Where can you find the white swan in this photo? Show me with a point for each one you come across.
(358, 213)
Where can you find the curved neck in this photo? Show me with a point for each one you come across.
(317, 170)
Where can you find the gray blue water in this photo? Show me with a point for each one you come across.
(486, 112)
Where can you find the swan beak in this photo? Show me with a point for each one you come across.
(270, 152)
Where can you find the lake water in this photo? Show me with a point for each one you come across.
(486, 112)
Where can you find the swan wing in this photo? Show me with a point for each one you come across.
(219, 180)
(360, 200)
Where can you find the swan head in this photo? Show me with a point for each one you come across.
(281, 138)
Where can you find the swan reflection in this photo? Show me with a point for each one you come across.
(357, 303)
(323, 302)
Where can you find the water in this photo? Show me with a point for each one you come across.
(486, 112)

§ §

The required output is the whole listing, printed again exactly.

Where can you find the white swan in this photo? Show me with a point for each one you come across.
(358, 213)
Where can you find the curved neck in this photo? Show me with a point for each one you come across.
(317, 170)
Where can you find the gray blue water in this photo? Show me with a point for each one you come across.
(486, 112)
Where can you find the swan beak in this photo? Show me with a point for each one you come across.
(270, 152)
Where can you find the lake water in this photo? Show me with a point for each one you come across.
(486, 112)
Where can you find the swan wing in this photo? Show me with a point for each one you come across.
(219, 180)
(360, 200)
Where can you find the swan head in this photo? Show me with a point for each one you come across.
(281, 138)
Where can you find the swan reflection in this photo? Show me with a point for each one you come across.
(357, 303)
(323, 302)
Where can you find the water in this photo? Show me with a point for each one you come across.
(486, 112)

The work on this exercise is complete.